**Supplied entries**

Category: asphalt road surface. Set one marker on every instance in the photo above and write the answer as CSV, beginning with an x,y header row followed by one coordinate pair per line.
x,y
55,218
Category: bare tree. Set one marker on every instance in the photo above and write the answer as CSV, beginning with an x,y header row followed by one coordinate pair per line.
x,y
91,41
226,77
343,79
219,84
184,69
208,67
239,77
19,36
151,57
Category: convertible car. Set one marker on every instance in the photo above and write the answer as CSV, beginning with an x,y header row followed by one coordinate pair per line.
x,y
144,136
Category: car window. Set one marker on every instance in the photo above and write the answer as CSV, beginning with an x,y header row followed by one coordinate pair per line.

==

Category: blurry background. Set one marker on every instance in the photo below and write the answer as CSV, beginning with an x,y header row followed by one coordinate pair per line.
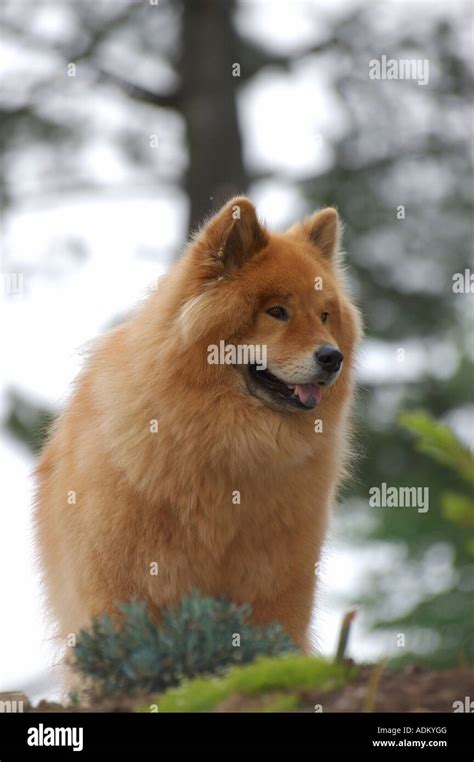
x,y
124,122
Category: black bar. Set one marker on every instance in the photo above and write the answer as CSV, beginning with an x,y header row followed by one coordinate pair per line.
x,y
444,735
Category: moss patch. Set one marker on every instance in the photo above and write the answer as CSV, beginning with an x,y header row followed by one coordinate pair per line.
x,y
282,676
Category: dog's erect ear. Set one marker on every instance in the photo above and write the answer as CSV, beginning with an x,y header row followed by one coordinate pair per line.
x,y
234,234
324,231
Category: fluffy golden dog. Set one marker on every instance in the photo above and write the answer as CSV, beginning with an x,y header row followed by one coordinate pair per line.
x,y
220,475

==

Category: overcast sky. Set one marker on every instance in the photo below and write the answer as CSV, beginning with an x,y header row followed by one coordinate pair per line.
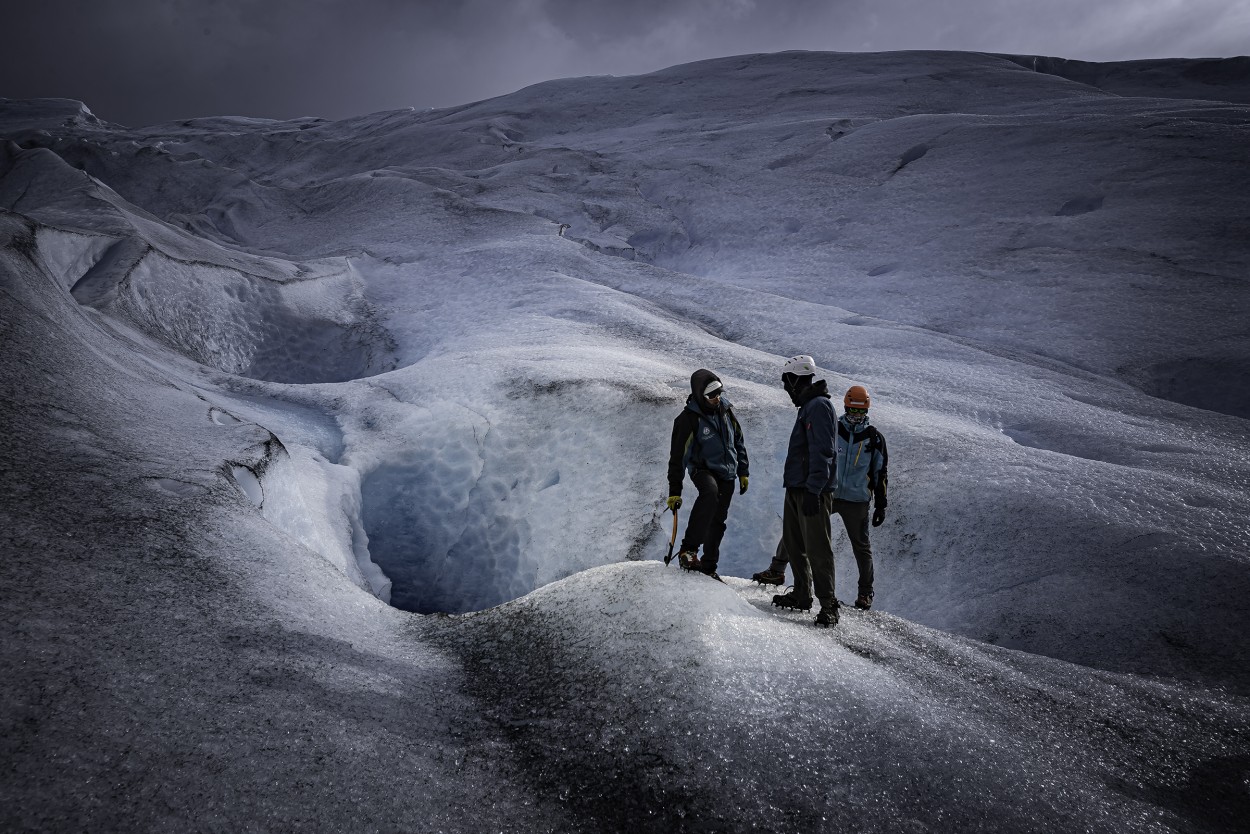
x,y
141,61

**What you should do**
In the listing above, the lines from the one containing "Category: asphalt road" through the one containing "Category: car window." must be set down exactly, with no other lines.

**Response box**
Category: asphalt road surface. Set one marker on every instance in the photo above and write the answer as CSV, beginning with an x,y header row followed by one coordinate pair per line.
x,y
55,218
Category: bare tree. Set one marker on every instance in the photo above and write the answer as CSV, beginning with an x,y header row followed by one coordinate pair per line.
x,y
91,41
226,77
343,79
219,84
184,69
208,67
239,77
19,36
151,57
Category: convertible car. Set one marker on every instance in the photo above and write the answer as CSV, beginning with an x,y header row followed by one coordinate pair per line.
x,y
144,136
Category: car window. Set one marker on every instance in the photo above and write the answer as CSV, beginning with an x,y header row followed by one coordinate pair per line.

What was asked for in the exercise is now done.